STATED PROBLEM – Reproduce only the lines that run from the line with "the dirt hiking" to the last line of the material, both ends included, exactly as they appear.

DATA ENTRIES –
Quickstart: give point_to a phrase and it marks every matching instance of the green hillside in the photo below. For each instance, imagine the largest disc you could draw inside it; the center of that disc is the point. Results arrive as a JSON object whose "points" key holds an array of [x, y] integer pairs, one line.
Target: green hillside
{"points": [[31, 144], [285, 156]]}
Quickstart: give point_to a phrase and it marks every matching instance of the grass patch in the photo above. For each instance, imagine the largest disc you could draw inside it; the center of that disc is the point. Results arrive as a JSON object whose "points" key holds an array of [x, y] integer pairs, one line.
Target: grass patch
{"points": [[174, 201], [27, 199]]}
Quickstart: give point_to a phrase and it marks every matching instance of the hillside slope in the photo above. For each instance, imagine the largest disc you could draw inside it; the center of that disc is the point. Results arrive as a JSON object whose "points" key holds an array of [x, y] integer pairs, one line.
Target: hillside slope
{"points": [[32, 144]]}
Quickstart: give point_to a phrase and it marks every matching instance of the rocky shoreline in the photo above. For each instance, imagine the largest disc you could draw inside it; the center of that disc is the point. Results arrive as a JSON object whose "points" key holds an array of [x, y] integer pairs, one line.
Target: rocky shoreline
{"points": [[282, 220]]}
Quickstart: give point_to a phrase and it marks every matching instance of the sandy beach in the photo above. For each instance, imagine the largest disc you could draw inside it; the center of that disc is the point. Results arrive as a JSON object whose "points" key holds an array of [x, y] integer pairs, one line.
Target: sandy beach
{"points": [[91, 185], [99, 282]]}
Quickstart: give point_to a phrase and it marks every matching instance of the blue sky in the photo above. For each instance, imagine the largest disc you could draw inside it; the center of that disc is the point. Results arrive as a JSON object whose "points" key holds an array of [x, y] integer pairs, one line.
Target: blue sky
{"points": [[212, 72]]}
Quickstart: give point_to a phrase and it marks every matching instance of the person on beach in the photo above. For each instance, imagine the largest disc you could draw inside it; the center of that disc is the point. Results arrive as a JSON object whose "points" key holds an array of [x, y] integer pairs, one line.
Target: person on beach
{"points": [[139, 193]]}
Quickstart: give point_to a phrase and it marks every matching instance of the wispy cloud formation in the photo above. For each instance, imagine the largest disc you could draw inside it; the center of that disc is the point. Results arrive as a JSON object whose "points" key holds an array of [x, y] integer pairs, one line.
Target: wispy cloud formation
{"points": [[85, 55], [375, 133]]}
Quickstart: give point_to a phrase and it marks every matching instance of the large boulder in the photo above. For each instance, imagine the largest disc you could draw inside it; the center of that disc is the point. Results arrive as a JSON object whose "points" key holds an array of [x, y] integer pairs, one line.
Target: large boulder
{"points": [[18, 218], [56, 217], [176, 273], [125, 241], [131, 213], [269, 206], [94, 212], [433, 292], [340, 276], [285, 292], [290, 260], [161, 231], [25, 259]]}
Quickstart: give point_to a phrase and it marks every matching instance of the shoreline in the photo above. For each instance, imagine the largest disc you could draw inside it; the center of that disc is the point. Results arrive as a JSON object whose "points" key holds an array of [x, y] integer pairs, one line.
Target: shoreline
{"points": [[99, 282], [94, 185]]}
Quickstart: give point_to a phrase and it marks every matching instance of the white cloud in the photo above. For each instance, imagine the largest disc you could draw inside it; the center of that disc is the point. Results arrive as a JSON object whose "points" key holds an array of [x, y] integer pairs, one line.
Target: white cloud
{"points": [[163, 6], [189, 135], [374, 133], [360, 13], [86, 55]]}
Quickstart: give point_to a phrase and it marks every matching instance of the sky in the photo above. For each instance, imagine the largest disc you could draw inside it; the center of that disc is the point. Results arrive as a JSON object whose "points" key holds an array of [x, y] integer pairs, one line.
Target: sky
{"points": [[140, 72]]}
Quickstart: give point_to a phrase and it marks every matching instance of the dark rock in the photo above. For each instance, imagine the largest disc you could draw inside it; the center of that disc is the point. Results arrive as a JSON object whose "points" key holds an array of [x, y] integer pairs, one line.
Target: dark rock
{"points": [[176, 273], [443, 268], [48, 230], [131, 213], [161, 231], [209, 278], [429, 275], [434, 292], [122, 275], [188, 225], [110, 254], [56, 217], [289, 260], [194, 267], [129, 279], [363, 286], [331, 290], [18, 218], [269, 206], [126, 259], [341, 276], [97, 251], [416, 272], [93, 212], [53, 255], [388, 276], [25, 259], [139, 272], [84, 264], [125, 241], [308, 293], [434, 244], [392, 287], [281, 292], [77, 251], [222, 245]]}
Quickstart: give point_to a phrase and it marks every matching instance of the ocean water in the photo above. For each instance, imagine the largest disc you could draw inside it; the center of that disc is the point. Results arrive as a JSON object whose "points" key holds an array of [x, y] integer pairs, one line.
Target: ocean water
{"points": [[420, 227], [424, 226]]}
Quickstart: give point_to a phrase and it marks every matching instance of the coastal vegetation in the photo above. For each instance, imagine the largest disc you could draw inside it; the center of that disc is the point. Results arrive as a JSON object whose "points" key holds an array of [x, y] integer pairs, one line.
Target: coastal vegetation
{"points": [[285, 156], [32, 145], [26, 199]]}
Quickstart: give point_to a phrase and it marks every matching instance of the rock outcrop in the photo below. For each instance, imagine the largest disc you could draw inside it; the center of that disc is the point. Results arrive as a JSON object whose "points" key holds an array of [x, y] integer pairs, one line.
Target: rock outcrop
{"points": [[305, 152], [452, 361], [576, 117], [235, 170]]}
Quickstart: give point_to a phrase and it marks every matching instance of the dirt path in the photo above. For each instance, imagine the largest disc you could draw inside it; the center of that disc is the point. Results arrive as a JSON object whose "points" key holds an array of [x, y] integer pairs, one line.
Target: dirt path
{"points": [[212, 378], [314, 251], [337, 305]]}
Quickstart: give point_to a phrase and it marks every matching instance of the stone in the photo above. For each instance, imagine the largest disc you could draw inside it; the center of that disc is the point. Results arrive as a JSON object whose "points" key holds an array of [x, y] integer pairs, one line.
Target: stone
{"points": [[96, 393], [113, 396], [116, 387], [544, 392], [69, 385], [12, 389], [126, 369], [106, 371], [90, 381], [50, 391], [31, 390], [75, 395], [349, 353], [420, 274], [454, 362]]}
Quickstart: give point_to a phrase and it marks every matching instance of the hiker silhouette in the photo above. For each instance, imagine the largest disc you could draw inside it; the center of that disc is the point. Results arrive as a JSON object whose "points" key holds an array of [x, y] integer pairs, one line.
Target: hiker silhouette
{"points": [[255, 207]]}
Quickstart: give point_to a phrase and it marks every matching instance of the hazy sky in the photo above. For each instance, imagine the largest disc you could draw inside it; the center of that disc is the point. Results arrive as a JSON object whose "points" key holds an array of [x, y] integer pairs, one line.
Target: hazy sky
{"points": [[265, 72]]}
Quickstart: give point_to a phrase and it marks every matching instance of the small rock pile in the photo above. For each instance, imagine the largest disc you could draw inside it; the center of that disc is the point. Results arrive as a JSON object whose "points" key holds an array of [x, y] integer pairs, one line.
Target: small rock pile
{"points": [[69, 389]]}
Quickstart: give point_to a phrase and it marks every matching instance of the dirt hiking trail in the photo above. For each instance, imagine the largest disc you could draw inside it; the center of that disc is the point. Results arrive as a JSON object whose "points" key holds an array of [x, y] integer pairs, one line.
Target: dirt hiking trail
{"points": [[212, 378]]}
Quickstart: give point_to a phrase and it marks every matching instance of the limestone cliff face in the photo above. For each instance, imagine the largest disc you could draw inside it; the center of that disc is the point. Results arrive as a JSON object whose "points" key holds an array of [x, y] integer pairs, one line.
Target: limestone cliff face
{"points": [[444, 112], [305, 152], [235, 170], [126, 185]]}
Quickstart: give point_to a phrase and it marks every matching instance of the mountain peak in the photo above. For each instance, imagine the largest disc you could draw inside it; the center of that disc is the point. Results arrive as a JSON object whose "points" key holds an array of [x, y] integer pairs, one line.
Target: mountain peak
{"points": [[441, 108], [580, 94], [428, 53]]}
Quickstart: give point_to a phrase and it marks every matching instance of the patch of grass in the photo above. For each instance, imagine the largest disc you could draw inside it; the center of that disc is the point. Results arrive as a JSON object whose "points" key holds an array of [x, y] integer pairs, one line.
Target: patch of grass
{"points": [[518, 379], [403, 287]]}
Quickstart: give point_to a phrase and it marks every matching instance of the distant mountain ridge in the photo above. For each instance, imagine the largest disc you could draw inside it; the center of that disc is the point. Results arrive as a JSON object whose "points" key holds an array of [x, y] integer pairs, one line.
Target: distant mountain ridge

FULL RESPONSE –
Quickstart: give point_to a phrase and it marks every matching instance of the dirt hiking trail in the photo above. For each instance, imagine the largest disc you could draw inside it; the center of that disc is the point. Results arrive as a JSON object whose "points" key holds an array of [x, y] integer pairs, one line.
Target: dirt hiking trail
{"points": [[212, 378]]}
Quickstart: give point_to a phrase and it marks every matching instance of the limestone cliff face in the photo above. For each instance, imagine the largest disc you could draw inside it; the center of that disc is the point. Results arrive as a JSON object whose "points" key holds an array of [x, y] integer pairs, one line.
Target: limestone cliff face
{"points": [[444, 112], [305, 152], [235, 170], [126, 185]]}
Quickstart: give point_to a phrase and it marks every matching instance of the mountain peak in the photo above. For each instance, imagine the largest disc you could draw inside it; the center of that disc is the point. Results arrive as a JSON object whose "points" key holds an array of [x, y] integer pairs, one line.
Target: mountain peak
{"points": [[441, 108], [580, 94], [428, 53]]}
Quickstart: give point_to a phrase and it marks every matching instance of the patch of grass in the photo above. For each instance, imagine the largest disc you could draw inside it; the center of that disc is the point. Results arrive as a JSON object whose "points" key holds an array of [x, y] integer pairs, one line.
Target: patch of grass
{"points": [[518, 379], [403, 287]]}
Quickstart: give point_to a phrase and it marks every matching instance of the distant mountain ridge in the photo above. For each instance, imagine the largest disc you could draw inside it; the center of that disc is the point. Results arrive as a JSON object whose "points" key holds an array of [x, y] integer pairs, one line.
Target: distant mountain ridge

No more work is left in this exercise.